» GIVEN PASSAGE:
It's probably the hair you used. The hair has to be highly textured for the knots to hold. I have not done my whole head in crochet braids yet but I have tested different types of hair on the top of my head. The best hold I got was from braiding kanekelon - the kind that comes in a jumbo braid for 2.49 coz it's highly textured. There is a youtuber who also used this kind of hair - I don't remember her name/handle but she had great results. I have plenty of other hair that I will not bother with even though it has a nice pattern because it does slide right out no matter how well you knot it.


----------



## kim (Aug 20, 2010)

Tiye said:


> It's probably the hair you used. The hair has to be highly textured for the knots to hold. I have not done my whole head in crochet braids yet but I have tested different types of hair on the top of my head. The best hold I got was from braiding kanekelon - the kind that comes in a jumbo braid for 2.49 coz it's highly textured. There is a youtuber who also used this kind of hair - I don't remember her name/handle but she had great results. I have plenty of other hair that I will not bother with even though it has a nice pattern because it does slide right out no matter how well you knot it.



I think that may be the problem. The hair we used was a deep wave but silky(is that makes sense).


----------



## fluffylocks (Aug 24, 2010)

Tiye said:


> It's probably the hair you used. The hair has to be highly textured for the knots to hold. I have not done my whole head in crochet braids yet but I have tested different types of hair on the top of my head. The best hold I got was from braiding kanekelon - the kind that comes in a jumbo braid for 2.49 coz it's highly textured. There is a youtuber who also used this kind of hair - I don't remember her name/handle but she had great results. I have plenty of other hair that I will not bother with even though it has a nice pattern because it does slide right out no matter how well you knot it.


 

You and the person on youtube did your whole head with braiding kanekelon hair? 

If so I want to find that. What would you do with the hair after that? Just leave it?


----------



## Beauty4Ashes (Aug 24, 2010)

Is this the youtuber you're referring to who used braiding hair?

http://www.youtube.com/watch?v=vNYdRjpOo9A


----------

» PARTS OF THE EXERCISE:
(1) Could you reproduce the stretch from "If so I want" through "used braiding hair?" in the crochet braids thread?
(2) Can you condense the paragraph beginning "It's probably the hair you used" from the crochet braids thread into a short bulleted list that keeps its main facts?
(3) Which usernames appear with a date at the head of a post in the crochet braids thread, and what date is given for each?

» MATERIAL:

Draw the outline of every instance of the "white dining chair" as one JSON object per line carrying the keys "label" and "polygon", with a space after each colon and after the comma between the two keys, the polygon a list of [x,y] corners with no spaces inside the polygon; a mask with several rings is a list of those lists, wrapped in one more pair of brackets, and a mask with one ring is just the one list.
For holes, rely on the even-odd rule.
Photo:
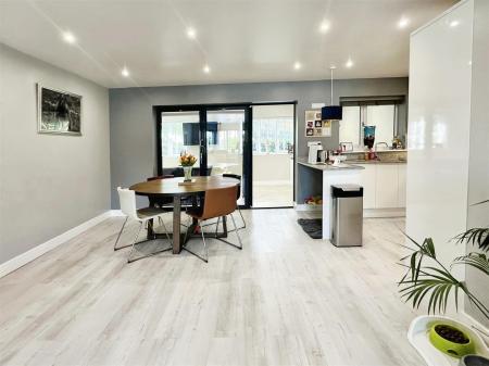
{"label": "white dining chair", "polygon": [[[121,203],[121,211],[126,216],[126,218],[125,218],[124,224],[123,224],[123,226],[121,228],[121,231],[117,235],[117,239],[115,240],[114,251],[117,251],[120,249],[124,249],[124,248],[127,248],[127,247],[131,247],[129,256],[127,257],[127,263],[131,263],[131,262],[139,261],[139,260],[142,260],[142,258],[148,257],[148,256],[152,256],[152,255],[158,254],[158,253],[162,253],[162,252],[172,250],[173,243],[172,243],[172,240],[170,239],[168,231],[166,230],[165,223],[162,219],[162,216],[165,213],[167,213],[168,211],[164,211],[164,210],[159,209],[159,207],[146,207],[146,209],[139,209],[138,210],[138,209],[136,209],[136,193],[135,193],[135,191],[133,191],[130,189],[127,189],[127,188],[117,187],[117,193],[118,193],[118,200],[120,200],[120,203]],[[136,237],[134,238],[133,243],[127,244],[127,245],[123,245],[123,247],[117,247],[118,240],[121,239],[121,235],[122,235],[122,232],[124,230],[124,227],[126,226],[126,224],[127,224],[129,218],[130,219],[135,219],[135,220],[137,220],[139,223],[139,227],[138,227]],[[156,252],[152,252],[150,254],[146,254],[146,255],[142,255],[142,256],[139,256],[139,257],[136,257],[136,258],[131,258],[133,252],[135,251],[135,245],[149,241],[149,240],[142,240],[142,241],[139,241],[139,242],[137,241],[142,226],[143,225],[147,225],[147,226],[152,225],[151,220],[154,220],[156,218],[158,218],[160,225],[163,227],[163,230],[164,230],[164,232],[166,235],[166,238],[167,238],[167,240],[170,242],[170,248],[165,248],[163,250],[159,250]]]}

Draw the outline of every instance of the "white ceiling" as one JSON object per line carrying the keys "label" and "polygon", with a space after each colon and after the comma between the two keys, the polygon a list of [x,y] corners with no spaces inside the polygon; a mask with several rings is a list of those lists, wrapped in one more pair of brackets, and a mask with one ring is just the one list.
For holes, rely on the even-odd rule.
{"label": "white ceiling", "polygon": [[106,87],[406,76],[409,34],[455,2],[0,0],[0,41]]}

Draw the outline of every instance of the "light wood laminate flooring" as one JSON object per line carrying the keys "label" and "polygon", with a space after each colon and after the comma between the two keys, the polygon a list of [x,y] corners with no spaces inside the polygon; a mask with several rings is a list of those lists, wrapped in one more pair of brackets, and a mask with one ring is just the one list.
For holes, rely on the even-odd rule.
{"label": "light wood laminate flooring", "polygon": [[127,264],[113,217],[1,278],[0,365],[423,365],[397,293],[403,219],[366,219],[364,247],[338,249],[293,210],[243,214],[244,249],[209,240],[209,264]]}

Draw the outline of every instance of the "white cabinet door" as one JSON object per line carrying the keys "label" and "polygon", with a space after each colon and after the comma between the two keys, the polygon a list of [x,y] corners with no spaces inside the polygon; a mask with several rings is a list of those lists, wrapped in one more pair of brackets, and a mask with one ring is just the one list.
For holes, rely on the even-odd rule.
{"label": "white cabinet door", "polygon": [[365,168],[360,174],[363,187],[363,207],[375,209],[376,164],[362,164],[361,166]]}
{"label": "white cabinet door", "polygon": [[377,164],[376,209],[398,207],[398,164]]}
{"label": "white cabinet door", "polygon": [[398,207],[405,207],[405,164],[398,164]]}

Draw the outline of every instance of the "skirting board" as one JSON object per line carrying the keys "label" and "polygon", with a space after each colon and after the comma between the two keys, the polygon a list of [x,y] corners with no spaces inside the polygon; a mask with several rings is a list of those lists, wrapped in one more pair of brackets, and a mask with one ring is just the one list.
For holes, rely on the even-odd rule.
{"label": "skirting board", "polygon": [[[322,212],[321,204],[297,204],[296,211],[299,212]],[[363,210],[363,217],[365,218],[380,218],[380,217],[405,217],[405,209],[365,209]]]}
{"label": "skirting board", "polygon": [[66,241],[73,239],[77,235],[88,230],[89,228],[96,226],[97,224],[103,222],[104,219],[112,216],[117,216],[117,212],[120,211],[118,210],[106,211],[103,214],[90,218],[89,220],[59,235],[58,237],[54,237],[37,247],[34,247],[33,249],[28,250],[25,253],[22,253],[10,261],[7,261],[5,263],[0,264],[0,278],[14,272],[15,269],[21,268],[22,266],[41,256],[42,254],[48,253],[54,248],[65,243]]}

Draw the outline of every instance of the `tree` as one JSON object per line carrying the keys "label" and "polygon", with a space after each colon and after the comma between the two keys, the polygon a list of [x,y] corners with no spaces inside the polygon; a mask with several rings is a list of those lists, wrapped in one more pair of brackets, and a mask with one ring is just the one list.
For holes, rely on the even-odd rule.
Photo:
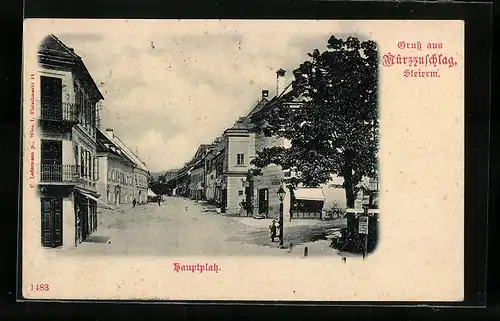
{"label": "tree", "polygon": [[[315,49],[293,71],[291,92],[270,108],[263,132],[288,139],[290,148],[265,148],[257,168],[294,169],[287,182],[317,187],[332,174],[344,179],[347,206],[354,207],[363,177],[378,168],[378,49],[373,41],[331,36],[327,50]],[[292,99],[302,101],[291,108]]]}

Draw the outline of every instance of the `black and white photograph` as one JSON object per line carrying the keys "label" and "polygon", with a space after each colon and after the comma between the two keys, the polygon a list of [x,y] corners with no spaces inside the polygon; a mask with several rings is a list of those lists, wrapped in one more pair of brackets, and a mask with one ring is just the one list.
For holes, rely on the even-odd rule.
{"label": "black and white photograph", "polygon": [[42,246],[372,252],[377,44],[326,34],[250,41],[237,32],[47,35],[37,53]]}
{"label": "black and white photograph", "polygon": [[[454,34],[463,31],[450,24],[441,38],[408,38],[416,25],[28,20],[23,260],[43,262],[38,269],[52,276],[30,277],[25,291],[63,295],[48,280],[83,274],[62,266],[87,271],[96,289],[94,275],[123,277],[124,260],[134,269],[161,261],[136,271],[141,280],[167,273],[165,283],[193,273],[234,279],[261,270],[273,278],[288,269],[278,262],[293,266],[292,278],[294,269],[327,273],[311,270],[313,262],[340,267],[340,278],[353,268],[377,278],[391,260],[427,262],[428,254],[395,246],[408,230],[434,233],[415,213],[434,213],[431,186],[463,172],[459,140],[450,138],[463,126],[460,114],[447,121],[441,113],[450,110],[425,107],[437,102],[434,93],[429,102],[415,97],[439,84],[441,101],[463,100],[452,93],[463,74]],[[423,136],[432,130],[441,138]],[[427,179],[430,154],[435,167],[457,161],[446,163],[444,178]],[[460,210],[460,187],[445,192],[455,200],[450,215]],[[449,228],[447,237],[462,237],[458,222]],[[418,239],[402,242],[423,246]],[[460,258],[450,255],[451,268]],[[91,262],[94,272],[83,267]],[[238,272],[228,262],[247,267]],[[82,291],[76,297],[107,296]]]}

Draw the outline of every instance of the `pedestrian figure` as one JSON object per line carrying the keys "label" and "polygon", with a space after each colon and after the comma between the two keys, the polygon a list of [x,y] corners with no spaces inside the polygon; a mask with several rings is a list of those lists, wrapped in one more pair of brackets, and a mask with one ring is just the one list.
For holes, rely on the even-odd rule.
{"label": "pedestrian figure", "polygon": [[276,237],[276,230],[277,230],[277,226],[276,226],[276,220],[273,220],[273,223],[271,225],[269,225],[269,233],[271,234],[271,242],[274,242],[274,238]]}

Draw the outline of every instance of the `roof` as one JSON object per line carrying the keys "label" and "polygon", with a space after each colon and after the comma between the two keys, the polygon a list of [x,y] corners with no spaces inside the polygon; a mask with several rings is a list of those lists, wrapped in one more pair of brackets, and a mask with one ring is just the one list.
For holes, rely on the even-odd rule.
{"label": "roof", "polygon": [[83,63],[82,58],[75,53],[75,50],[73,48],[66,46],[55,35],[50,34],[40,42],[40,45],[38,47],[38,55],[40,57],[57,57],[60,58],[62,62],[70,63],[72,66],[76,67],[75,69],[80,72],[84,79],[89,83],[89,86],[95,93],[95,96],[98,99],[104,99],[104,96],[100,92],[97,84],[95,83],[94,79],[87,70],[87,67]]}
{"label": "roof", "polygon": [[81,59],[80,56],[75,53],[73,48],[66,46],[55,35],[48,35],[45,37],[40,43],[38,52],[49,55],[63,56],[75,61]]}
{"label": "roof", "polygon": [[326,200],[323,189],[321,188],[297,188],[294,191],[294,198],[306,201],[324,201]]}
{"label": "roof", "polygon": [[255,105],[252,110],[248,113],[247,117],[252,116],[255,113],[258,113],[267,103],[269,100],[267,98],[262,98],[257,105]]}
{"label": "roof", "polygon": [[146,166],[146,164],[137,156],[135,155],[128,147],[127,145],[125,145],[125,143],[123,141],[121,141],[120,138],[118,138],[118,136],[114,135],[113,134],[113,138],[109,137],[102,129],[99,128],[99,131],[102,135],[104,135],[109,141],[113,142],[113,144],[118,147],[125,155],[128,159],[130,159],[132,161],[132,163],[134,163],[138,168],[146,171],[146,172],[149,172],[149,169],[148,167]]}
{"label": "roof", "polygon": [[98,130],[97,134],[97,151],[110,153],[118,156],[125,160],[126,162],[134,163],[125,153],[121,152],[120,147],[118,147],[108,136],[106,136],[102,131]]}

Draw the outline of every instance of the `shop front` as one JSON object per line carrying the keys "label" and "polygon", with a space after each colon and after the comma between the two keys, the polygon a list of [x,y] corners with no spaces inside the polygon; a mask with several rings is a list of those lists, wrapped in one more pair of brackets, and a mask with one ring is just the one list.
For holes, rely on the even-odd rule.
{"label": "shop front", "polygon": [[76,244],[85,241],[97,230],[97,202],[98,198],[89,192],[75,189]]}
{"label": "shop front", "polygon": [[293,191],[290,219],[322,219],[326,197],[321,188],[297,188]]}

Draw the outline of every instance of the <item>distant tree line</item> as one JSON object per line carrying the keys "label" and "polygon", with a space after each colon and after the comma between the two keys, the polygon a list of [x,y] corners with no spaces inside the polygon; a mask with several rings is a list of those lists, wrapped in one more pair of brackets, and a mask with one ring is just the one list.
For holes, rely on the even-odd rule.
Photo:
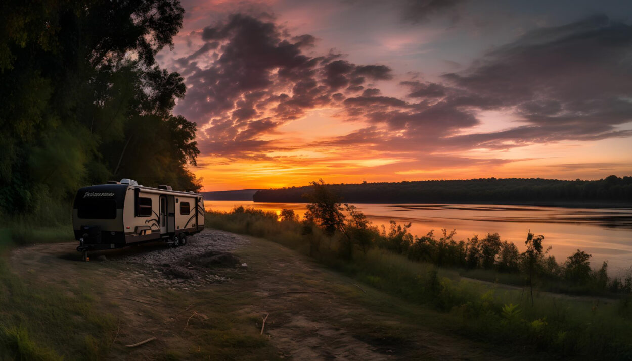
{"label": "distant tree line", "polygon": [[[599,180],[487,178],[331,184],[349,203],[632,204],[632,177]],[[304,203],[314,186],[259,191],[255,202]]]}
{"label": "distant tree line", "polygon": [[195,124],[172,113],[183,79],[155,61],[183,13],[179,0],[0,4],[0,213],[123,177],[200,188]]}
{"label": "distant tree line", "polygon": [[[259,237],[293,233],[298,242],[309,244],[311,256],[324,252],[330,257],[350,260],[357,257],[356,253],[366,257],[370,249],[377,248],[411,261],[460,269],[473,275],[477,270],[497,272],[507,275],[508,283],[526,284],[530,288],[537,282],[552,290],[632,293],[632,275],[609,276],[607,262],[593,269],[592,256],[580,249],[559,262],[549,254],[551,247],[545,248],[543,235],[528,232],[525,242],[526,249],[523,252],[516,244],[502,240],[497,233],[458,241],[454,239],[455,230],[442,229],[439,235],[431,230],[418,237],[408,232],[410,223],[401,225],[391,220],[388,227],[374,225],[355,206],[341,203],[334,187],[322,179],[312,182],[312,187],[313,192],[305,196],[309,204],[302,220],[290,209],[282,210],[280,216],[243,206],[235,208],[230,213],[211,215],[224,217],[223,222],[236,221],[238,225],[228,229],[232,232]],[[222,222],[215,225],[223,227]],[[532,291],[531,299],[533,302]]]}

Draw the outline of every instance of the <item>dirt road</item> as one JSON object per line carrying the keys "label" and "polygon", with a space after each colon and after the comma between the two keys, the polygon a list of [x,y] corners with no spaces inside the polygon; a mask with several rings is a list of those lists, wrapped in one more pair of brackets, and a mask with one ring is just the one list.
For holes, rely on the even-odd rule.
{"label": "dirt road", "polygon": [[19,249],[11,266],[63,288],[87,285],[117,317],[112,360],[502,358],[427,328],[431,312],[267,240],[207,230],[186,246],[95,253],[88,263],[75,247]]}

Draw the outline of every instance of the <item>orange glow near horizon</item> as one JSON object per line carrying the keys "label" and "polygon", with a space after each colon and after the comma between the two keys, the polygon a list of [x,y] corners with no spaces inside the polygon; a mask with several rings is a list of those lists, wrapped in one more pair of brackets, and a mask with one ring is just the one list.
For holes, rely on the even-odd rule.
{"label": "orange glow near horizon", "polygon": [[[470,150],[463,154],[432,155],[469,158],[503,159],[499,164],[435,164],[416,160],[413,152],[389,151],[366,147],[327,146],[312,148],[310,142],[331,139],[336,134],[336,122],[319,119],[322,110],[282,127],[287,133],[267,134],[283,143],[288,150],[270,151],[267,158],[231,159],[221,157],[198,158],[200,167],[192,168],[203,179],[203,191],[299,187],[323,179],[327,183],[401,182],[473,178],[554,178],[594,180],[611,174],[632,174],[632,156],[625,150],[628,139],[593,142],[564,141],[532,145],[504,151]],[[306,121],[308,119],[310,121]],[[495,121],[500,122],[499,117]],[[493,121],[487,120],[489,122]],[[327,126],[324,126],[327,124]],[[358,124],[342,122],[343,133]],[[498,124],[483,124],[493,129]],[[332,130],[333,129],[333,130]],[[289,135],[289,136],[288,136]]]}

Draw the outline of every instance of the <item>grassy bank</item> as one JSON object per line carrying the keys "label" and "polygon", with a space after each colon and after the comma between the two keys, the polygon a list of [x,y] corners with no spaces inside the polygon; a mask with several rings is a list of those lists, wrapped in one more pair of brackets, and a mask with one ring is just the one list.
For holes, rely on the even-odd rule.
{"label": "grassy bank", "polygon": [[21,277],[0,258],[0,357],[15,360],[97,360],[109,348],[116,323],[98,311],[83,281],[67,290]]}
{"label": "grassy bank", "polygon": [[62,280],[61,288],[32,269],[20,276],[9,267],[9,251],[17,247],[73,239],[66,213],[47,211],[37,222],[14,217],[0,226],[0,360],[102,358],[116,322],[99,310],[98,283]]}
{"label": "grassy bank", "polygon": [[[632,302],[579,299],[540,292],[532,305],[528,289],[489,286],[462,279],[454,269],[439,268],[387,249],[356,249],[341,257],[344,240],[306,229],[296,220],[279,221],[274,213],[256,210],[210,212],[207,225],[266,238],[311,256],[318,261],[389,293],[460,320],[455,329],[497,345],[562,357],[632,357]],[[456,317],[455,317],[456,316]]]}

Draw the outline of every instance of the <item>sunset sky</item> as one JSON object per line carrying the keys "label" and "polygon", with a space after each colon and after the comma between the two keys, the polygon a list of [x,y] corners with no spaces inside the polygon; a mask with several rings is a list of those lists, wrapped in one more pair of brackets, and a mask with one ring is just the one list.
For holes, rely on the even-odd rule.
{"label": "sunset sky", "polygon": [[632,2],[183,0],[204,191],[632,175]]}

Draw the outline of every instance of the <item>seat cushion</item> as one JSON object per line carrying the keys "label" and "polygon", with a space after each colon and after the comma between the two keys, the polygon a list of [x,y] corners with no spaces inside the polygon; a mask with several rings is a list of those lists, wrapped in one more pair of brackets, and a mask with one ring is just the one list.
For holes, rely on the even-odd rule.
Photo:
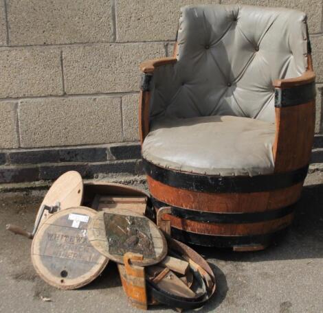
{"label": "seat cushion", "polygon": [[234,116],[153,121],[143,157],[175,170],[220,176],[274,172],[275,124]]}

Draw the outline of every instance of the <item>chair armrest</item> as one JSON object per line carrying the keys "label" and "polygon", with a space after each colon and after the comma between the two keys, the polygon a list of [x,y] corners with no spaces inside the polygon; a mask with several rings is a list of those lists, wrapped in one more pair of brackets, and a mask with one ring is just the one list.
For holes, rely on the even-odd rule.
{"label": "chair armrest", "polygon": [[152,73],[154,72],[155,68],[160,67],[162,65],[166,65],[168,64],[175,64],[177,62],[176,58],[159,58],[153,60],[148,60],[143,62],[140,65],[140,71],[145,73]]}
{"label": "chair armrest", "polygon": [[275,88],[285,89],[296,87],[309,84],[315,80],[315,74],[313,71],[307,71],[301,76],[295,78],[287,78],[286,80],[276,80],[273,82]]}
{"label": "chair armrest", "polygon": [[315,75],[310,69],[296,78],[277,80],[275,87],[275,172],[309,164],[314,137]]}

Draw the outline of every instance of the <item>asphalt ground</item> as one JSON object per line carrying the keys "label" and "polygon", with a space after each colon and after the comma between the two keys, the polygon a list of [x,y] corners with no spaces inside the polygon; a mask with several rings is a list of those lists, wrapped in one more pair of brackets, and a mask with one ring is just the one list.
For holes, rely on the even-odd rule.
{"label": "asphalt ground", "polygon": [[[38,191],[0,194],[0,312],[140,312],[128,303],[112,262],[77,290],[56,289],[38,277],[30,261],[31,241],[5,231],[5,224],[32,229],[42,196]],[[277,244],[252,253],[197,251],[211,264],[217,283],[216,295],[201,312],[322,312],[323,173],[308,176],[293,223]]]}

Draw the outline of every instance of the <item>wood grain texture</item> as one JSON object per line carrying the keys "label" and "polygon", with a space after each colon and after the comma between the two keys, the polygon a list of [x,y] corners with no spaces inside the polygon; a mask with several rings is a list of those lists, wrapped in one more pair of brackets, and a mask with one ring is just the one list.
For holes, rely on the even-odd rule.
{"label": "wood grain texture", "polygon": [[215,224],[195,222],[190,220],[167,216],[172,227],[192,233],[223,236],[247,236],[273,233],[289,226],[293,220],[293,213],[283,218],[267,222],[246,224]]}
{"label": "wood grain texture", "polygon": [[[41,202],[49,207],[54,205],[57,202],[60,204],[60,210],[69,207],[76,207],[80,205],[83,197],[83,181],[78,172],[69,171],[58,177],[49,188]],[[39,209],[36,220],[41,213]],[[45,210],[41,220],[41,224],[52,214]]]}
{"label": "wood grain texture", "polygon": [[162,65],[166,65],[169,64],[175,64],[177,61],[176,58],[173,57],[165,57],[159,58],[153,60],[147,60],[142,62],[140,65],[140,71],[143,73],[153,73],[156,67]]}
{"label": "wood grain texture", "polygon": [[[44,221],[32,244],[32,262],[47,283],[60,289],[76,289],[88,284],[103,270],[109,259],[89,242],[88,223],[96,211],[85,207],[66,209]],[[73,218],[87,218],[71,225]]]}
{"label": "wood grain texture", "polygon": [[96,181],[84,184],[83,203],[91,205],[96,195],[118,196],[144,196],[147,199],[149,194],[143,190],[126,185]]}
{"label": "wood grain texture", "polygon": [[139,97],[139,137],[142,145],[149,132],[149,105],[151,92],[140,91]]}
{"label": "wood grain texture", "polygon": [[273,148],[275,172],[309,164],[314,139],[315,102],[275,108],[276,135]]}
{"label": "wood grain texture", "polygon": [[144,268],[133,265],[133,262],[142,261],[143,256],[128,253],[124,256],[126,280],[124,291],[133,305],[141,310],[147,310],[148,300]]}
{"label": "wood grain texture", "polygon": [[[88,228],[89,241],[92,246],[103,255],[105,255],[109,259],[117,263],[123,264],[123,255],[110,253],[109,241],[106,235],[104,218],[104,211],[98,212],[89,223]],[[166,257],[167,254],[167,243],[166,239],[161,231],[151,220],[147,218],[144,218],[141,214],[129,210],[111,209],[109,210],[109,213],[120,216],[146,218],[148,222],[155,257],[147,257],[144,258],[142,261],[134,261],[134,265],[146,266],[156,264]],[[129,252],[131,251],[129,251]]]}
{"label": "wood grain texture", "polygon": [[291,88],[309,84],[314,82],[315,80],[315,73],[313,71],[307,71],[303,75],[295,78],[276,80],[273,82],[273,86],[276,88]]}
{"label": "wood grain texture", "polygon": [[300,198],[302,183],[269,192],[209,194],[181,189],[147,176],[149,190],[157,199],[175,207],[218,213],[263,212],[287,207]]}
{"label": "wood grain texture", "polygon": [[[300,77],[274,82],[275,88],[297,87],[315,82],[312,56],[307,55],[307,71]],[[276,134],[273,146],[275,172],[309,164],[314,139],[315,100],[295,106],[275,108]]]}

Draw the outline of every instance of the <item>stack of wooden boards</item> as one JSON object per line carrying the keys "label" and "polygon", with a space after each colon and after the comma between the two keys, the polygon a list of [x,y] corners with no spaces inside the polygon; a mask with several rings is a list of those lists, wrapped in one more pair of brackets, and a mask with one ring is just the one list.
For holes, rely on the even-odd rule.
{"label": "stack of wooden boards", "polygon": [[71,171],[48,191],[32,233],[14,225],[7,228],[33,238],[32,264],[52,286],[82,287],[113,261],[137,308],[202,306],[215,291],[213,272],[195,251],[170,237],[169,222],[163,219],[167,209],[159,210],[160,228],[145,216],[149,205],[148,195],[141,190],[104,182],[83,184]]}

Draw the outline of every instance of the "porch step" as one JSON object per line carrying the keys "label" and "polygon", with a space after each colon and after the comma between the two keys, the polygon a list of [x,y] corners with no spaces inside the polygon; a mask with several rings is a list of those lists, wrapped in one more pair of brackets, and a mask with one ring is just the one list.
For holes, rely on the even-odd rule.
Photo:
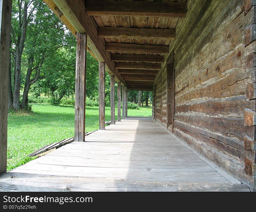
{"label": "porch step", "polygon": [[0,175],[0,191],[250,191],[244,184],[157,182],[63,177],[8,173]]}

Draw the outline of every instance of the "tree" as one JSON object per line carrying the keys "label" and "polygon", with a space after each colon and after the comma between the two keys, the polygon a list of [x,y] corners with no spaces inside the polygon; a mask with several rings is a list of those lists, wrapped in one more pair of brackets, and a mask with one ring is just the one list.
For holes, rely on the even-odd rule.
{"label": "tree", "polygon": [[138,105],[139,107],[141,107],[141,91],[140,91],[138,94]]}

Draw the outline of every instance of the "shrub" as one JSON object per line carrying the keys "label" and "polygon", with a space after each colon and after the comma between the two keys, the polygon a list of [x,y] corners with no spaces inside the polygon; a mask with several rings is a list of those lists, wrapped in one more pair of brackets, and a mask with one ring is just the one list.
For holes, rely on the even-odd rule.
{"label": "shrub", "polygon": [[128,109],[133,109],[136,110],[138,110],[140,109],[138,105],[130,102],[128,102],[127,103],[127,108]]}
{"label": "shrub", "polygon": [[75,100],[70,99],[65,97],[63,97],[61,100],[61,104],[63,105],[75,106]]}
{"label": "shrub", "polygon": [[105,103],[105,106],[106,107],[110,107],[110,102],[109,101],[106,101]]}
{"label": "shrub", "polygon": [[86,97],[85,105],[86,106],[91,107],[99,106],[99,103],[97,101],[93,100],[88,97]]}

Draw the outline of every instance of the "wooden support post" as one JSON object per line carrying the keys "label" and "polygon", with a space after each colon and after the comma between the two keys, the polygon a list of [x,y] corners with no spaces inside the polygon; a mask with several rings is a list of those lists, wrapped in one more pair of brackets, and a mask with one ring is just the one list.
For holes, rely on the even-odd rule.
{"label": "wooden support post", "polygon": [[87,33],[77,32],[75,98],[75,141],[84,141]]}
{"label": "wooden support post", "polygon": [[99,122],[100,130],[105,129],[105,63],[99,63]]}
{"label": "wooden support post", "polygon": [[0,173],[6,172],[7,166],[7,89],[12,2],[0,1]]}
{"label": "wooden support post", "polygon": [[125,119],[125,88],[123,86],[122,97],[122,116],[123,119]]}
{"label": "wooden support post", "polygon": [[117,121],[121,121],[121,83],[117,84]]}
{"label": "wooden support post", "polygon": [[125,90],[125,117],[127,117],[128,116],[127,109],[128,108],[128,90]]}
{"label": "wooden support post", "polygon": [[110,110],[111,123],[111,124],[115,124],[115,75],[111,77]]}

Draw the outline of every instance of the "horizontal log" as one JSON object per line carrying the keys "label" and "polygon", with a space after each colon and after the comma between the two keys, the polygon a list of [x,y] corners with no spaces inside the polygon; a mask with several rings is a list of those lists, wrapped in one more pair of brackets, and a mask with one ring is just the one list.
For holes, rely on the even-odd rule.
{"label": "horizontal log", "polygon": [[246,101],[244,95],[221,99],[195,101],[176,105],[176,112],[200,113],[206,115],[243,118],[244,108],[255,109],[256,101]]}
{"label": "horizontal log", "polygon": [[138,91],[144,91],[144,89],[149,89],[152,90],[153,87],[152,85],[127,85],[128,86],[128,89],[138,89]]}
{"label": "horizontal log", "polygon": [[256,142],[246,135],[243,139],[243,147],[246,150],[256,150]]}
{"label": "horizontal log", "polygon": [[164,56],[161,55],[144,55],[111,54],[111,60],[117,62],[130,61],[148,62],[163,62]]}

» RESULTS OF THE TASKS:
(1)
If so I want to find that. What would you do with the hair after that? Just leave it?


----------



## Beauty4Ashes (Aug 24, 2010)

Is this the youtuber you're referring to who used braiding hair?

(2)
- The hair is probably the problem; it has to be highly textured for the knots to hold.
- The writer hasn't done a whole head in crochet braids yet but has tested different types of hair on the top of the head.
- Braiding kanekelon gave the best hold because it's highly textured. It is the kind that comes in a jumbo braid for 2.49.
- A youtuber also used this hair with great results. The writer doesn't remember her name or handle.
- The writer won't bother with other hair that has a nice pattern, because it slides right out no matter how well it's knotted.

(3)
- kim (Aug 20, 2010)
- fluffylocks (Aug 24, 2010)
- Beauty4Ashes (Aug 24, 2010)